Stored data
--- START ---
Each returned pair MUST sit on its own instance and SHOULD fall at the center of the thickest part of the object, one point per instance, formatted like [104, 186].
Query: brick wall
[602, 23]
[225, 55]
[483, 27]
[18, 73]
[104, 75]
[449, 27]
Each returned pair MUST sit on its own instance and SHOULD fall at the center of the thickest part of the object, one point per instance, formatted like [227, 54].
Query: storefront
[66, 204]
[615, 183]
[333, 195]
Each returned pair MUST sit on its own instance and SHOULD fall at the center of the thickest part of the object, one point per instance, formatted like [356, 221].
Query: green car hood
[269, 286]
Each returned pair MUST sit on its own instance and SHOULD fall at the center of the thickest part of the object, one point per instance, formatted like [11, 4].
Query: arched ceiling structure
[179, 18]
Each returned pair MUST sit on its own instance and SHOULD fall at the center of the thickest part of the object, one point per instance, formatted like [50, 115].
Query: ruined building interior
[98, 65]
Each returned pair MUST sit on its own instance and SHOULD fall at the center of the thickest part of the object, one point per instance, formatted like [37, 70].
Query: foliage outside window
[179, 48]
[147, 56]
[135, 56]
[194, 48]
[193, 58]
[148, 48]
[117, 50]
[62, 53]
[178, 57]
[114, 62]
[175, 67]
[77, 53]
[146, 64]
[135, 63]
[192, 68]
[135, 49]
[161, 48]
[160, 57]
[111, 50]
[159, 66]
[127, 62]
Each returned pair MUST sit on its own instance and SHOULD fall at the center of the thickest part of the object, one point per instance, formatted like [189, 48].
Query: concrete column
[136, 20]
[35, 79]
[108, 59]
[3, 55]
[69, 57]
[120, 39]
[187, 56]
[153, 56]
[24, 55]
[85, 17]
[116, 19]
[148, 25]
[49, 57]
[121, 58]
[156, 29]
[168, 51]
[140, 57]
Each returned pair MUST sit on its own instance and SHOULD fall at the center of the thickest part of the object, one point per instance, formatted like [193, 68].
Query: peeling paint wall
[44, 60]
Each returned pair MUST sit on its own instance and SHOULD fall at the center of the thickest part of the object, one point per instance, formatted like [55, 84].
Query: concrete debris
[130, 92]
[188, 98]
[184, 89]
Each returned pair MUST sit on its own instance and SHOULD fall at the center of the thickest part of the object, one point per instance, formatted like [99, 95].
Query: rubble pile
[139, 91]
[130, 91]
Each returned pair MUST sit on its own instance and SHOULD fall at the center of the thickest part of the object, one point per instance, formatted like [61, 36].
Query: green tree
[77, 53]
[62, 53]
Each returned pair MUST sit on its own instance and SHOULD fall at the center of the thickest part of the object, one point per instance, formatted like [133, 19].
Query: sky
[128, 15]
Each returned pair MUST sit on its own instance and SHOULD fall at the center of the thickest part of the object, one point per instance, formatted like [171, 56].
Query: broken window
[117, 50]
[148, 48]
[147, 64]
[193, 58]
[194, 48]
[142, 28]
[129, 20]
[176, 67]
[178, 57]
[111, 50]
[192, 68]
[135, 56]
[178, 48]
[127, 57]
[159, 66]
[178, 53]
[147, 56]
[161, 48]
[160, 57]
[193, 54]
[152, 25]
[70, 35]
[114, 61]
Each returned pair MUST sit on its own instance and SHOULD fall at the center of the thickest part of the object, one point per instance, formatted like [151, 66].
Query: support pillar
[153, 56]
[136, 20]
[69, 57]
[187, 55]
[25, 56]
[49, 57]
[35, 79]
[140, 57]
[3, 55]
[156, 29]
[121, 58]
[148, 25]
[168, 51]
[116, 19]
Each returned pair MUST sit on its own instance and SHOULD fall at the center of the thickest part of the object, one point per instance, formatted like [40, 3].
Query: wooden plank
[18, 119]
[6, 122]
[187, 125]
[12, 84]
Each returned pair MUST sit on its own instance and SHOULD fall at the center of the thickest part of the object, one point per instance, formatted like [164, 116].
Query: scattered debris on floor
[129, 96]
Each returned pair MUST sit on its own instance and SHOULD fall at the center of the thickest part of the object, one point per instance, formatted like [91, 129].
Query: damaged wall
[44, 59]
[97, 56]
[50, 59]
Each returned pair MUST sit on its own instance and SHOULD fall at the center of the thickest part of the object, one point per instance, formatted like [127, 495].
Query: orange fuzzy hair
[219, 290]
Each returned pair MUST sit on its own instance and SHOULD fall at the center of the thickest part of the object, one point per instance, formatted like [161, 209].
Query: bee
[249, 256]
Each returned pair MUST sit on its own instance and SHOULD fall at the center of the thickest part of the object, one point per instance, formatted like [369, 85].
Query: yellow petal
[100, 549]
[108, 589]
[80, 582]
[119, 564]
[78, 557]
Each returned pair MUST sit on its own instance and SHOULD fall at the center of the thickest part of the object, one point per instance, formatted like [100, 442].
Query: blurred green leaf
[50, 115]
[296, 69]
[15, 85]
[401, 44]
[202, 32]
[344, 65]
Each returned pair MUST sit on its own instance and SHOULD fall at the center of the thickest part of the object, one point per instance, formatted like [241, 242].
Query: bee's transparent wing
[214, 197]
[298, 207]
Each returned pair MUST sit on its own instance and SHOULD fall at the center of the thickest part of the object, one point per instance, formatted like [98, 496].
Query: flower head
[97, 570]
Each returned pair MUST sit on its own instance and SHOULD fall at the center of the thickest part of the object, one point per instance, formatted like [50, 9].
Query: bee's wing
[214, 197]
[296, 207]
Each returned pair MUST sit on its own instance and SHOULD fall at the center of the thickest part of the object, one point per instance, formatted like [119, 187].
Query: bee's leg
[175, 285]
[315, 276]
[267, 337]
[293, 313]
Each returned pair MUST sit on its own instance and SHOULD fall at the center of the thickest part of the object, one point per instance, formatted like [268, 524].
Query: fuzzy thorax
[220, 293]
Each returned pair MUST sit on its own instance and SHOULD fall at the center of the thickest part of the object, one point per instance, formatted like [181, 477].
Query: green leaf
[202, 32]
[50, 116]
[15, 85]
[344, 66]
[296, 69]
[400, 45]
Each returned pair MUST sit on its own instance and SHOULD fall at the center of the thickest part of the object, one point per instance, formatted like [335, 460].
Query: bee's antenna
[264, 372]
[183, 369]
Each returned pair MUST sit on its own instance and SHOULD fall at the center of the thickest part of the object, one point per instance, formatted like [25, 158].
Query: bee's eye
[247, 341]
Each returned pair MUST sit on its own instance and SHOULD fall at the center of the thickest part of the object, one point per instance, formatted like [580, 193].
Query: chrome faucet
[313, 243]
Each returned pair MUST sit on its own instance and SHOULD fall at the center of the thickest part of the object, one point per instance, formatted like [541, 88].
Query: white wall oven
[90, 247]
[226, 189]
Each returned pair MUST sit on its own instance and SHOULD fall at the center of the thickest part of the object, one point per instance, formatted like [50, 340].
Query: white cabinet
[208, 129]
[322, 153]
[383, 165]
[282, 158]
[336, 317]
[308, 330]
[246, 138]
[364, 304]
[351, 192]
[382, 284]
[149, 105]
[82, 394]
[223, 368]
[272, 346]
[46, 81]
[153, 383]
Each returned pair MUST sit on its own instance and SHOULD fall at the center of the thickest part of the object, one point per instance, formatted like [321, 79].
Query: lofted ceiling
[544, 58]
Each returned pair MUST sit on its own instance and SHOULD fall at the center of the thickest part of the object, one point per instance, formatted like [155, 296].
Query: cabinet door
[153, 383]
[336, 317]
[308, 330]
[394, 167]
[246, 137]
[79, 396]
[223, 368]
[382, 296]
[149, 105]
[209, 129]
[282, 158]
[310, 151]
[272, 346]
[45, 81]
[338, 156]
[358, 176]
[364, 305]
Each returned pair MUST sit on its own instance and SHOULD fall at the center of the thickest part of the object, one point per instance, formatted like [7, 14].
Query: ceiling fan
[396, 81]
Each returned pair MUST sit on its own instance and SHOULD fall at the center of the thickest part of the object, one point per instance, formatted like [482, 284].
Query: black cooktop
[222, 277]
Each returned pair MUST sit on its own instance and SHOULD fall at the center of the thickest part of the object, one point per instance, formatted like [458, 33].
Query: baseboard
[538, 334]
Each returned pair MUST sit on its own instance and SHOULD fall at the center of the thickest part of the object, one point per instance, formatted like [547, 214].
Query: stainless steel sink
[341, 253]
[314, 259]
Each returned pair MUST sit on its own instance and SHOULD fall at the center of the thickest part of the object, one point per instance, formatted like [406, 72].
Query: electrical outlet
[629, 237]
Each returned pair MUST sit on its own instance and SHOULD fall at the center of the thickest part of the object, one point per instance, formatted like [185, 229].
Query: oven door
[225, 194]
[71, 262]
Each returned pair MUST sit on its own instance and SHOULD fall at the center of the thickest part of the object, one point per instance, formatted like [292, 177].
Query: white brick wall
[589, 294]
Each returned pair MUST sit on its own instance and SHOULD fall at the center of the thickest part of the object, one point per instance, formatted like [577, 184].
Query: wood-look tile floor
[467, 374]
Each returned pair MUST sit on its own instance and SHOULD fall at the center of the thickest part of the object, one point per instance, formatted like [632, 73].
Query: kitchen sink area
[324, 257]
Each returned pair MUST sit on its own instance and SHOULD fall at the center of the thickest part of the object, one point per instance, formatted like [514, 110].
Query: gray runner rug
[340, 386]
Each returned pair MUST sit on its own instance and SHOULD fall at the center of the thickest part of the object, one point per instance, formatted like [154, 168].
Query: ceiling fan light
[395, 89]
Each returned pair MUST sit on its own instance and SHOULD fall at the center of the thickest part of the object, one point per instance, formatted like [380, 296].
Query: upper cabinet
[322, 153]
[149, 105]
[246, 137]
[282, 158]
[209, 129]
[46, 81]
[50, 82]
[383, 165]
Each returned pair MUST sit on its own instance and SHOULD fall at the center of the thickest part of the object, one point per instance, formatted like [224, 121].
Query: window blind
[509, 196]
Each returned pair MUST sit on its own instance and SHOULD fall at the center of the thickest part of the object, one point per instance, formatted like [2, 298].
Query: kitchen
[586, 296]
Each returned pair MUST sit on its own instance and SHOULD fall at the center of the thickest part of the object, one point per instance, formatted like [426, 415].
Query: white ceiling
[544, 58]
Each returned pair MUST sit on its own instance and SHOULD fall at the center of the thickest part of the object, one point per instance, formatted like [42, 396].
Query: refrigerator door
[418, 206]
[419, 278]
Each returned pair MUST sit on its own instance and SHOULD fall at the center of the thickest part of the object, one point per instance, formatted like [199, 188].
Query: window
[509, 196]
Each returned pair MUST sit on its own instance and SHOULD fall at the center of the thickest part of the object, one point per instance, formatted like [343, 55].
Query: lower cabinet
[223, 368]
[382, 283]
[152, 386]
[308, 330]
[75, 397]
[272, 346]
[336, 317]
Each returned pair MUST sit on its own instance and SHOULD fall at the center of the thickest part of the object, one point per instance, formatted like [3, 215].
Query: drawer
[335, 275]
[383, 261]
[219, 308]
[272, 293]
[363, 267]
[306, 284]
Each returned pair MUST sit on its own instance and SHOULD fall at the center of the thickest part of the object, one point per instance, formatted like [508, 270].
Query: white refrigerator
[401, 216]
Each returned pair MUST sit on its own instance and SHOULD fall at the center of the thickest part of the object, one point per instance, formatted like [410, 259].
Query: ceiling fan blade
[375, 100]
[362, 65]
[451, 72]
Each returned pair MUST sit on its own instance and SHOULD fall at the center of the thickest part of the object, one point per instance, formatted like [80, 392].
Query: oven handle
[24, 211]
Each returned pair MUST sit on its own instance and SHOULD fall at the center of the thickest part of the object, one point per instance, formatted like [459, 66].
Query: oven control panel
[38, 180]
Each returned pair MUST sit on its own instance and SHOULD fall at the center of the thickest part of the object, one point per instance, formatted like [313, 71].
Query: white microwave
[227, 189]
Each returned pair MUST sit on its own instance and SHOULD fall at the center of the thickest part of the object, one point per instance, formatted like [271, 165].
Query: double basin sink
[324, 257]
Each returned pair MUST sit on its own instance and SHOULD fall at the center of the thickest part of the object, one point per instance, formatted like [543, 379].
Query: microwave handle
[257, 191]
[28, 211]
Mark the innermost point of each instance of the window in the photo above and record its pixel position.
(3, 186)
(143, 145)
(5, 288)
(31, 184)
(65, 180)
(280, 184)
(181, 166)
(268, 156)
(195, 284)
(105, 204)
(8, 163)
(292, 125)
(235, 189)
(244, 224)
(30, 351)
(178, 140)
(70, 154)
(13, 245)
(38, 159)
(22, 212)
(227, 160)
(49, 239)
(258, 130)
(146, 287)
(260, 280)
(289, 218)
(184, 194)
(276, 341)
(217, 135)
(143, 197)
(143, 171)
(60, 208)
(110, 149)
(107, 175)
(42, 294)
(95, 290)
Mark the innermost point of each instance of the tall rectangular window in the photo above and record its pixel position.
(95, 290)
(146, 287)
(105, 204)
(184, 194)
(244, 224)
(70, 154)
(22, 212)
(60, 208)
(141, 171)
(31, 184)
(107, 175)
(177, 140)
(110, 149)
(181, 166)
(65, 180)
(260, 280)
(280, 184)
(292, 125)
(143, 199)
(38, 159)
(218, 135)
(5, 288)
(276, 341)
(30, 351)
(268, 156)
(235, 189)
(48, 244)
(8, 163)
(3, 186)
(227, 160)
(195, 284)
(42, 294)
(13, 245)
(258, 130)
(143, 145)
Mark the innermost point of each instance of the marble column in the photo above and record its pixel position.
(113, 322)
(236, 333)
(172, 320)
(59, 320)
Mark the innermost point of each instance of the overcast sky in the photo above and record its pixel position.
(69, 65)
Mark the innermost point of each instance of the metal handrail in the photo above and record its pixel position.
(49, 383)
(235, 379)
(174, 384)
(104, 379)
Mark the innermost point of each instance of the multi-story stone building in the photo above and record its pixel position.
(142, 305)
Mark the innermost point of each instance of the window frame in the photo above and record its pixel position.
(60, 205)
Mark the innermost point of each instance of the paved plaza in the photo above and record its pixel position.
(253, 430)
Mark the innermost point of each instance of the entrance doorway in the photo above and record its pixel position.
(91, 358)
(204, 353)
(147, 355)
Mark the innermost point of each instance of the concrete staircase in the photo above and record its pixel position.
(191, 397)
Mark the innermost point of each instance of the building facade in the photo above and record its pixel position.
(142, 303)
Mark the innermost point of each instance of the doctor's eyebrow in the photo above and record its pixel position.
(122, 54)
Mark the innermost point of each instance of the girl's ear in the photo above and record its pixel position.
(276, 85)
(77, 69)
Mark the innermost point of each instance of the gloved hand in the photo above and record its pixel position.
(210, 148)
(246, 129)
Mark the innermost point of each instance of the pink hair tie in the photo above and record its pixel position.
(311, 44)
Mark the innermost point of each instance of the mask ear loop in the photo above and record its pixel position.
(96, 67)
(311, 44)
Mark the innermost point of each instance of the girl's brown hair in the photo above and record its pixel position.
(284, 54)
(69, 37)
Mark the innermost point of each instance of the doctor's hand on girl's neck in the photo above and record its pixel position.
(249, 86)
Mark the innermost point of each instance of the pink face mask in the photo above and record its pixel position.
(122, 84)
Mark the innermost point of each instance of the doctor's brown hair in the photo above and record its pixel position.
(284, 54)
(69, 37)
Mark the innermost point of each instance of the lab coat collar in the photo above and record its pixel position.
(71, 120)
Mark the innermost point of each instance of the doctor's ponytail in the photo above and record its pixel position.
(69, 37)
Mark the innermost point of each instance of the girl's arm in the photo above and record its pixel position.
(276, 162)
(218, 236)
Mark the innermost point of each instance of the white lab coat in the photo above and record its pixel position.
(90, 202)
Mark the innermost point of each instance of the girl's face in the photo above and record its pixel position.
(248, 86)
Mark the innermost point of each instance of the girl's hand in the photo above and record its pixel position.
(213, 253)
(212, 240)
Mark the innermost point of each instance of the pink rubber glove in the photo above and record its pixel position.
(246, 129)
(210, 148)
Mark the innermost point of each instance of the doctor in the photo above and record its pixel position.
--- END ---
> _INSTRUCTIONS FOR THE TASK_
Exactly reproduce the lines of the data above that run from the line containing "the doctor's ponytail" through the final one.

> _YOUR SOLUTION_
Mark the innermost point of each instance of the doctor's ponytail in the photo above and record its pixel position.
(69, 37)
Mark the innermost point of each instance of the girl's arm in the photo above and record its pixel position.
(276, 162)
(218, 236)
Mark the innermost point of each instance of the white lab coat in the photo above and record its pixel position.
(90, 202)
Mark the innermost point of each instance of the girl's face in the photo above and record its pixel position.
(248, 86)
Mark the innermost point of each instance of the girl's hand in the photo above and record its pixel position.
(213, 253)
(212, 240)
Mark the innermost point of each instance of the pink rubber glove in the photo above and record its pixel position.
(246, 129)
(210, 148)
Mark the innermost point of each instance of the doctor in the photo above and record its pixel position.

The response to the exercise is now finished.